┌─ Data records

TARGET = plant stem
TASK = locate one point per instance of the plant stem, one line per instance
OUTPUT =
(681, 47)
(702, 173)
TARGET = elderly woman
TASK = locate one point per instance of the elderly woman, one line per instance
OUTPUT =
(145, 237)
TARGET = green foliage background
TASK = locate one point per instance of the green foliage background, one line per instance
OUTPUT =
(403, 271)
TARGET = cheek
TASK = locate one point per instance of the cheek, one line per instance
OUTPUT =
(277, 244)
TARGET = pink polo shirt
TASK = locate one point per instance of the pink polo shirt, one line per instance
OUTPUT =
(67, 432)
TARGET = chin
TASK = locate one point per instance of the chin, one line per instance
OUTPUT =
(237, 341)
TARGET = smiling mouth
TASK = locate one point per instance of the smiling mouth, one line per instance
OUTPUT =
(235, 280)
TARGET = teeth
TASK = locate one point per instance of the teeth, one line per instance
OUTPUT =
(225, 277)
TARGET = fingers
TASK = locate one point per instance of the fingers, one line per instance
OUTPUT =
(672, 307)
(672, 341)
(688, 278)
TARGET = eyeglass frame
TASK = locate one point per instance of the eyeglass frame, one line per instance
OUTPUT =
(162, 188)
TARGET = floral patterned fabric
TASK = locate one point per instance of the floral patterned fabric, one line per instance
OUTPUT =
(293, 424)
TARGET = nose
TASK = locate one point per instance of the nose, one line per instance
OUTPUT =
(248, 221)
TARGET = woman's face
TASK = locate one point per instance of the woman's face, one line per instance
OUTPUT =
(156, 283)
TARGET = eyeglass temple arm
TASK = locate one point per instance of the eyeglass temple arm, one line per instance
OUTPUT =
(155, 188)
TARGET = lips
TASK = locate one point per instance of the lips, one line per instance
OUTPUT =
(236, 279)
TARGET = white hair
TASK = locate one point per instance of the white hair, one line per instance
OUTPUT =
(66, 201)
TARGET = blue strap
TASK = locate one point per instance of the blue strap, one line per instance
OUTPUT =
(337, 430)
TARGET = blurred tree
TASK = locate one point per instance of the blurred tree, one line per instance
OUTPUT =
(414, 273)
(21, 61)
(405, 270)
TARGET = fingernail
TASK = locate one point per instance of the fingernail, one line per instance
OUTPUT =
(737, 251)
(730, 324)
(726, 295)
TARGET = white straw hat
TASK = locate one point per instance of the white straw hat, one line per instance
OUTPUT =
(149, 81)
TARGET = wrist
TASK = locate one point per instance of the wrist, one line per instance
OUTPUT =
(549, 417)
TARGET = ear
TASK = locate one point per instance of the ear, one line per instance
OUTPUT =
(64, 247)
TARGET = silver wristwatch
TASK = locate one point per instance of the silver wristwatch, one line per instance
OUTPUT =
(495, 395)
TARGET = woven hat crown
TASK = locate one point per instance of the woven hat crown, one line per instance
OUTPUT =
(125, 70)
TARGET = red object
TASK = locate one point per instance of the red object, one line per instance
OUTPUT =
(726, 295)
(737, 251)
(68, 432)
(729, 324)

└─

Render the section of the entries that opens with the line containing "TARGET = silver wristwatch" and continues through the final line of the entries as a JSON list of strings, with one string for each line and no blank lines.

[
  "TARGET = silver wristwatch",
  "TASK = locate one point per instance of the silver wristwatch, one line per instance",
  "OUTPUT =",
  "(495, 395)",
  "TARGET = woven hat crown",
  "TASK = locate one point per instance of the woven hat crown, one line per instance",
  "OUTPUT =",
  "(125, 70)",
  "TARGET = red object",
  "TASK = locate one point per instance of the red object, one line per instance",
  "OUTPUT =",
  "(726, 295)",
  "(737, 251)",
  "(68, 432)",
  "(729, 324)"
]